:: MATERIAL SHOWN

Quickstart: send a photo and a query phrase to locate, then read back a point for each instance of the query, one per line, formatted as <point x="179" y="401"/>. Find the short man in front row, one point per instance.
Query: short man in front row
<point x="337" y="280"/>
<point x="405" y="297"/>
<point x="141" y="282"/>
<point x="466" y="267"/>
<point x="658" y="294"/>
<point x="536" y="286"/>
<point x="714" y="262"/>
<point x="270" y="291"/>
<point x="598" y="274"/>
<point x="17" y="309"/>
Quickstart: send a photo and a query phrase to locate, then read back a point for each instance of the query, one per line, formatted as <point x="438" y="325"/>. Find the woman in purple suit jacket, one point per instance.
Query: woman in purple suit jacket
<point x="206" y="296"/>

::::

> **WHAT NEEDS TO BE DONE**
Copy the items above again, swapping every "instance" for "occurrence" and leaving everything else unchanged.

> **TASK OUTPUT**
Quickstart: send a photo and a query phrase to locate, then read back a point for each occurrence of the query, one per line, formatted as <point x="179" y="401"/>. Find the short man in front row, one point per occurrence.
Query: short man in front row
<point x="337" y="280"/>
<point x="405" y="297"/>
<point x="141" y="282"/>
<point x="466" y="267"/>
<point x="658" y="294"/>
<point x="536" y="286"/>
<point x="714" y="262"/>
<point x="270" y="291"/>
<point x="598" y="274"/>
<point x="17" y="309"/>
Quickstart: send a photo and a query phrase to locate, then read back a point for each occurrence of the query, one per line, formatted as <point x="438" y="325"/>. Find the woman in purple suit jacket, one point per occurrence.
Query: woman in purple suit jacket
<point x="206" y="296"/>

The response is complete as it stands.